··· Dataset rows

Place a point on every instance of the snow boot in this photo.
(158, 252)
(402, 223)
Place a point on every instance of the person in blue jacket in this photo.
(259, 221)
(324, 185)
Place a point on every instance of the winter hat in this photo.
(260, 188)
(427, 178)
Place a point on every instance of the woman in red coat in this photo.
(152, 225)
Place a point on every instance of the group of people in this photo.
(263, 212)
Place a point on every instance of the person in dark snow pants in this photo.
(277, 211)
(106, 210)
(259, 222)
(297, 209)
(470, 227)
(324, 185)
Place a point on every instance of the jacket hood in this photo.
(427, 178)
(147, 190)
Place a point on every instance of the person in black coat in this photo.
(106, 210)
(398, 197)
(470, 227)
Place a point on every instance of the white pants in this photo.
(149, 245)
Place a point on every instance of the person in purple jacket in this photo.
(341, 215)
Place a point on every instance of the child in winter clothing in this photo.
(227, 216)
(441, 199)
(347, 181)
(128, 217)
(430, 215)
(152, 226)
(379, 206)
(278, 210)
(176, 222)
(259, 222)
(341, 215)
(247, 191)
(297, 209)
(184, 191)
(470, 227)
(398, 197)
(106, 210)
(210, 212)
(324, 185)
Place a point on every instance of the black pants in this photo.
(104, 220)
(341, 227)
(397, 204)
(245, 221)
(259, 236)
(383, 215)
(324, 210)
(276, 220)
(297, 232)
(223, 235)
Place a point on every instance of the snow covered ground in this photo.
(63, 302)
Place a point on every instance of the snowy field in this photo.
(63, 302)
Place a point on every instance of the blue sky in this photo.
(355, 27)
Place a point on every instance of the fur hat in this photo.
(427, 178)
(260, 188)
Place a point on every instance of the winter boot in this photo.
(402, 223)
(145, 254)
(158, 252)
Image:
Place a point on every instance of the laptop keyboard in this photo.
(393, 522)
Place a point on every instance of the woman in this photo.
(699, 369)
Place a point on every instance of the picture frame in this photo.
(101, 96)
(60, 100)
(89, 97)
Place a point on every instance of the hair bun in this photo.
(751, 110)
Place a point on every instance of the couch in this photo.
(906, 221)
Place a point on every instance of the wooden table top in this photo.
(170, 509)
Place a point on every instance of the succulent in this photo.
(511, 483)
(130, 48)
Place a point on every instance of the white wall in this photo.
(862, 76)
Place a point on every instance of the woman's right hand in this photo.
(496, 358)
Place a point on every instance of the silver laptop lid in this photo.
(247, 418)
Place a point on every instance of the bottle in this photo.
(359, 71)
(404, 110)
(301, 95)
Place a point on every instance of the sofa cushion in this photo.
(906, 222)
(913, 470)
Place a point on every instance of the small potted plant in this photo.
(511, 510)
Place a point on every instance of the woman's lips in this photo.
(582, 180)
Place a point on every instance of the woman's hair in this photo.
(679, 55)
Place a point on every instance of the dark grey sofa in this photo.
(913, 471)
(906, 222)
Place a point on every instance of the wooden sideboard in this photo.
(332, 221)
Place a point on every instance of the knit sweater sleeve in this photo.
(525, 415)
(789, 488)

······

### Task goal
Please copy out all of the entries above, line for line, with no changes.

### Final result
Place a point on every instance of the snow boot in this photo.
(158, 252)
(402, 223)
Place a point on every instance of the person in blue jacket in this photo.
(259, 221)
(324, 185)
Place a point on every instance of the winter hat in this photo.
(260, 188)
(427, 178)
Place a point on every instance of the woman in red coat in this photo.
(152, 225)
Place a point on every instance of the group of people in this photo.
(263, 212)
Place a point on every instance of the person in dark snow pants in this photo.
(277, 211)
(106, 210)
(259, 222)
(297, 209)
(470, 227)
(324, 185)
Place a point on every instance of the jacket hood in this photo.
(427, 178)
(147, 190)
Place a point on every instance of the person in black coat in this photo.
(106, 210)
(398, 197)
(470, 227)
Place a point on every instance of the white pants in this photo.
(149, 245)
Place a point on every instance of the person in purple jacket in this photo.
(341, 215)
Place a point on every instance of the child in winter clothing in this photo.
(227, 216)
(441, 199)
(347, 181)
(128, 217)
(430, 215)
(152, 226)
(379, 206)
(278, 210)
(176, 222)
(259, 222)
(341, 215)
(247, 191)
(297, 209)
(184, 191)
(470, 227)
(398, 197)
(106, 210)
(210, 212)
(324, 185)
Place a point on every instance of the black pants in this photo.
(104, 220)
(341, 227)
(397, 204)
(245, 221)
(259, 236)
(383, 215)
(324, 210)
(276, 220)
(297, 232)
(223, 235)
Place a point on every instance of the snow covered ground in this photo.
(63, 302)
Place a point on every instance of the snowy field in this photo.
(63, 302)
Place a point on every instance of the blue sky in this photo.
(355, 27)
Place a point on every instance of the fur hat in this photo.
(427, 178)
(260, 188)
Place a point on every instance of the winter boot in this photo.
(402, 223)
(145, 254)
(158, 252)
Image:
Place a point on every instance of the laptop keyboard in this photo.
(393, 522)
Place a point on every instance of the woman in this photo.
(699, 369)
Place a point on every instance of the picture frame in this photo.
(101, 96)
(60, 100)
(89, 97)
Place a point on every instance of the hair bun in this photo.
(751, 110)
Place a point on every instance of the couch in this photo.
(906, 221)
Place a point on every instance of the wooden table top in this photo.
(170, 509)
Place a point on every instance of the succulent in this photo.
(511, 483)
(130, 48)
Place a point on every instance of the white wall in this photo.
(862, 76)
Place a point on every instance of the woman's right hand in this photo.
(496, 358)
Place a point on every instance of the silver laptop lid in this photo.
(247, 418)
Place a point on every instance of the bottle in this photo.
(359, 71)
(404, 110)
(301, 95)
Place a point on every instance of the sofa cushion in this photo.
(906, 222)
(913, 470)
Place a point on every instance of the small potted plant in this photo.
(511, 510)
Place a point on every instance of the woman's lips in this photo.
(582, 180)
Place a point on every instance of the woman's hair in this photo.
(679, 55)
Place a point on every instance of the dark grey sofa in this photo.
(913, 471)
(906, 222)
Place a point on every instance of the wooden sideboard in this photo.
(332, 221)
Place a point on every instance of the knit sweater sleeve in this photo.
(525, 415)
(789, 488)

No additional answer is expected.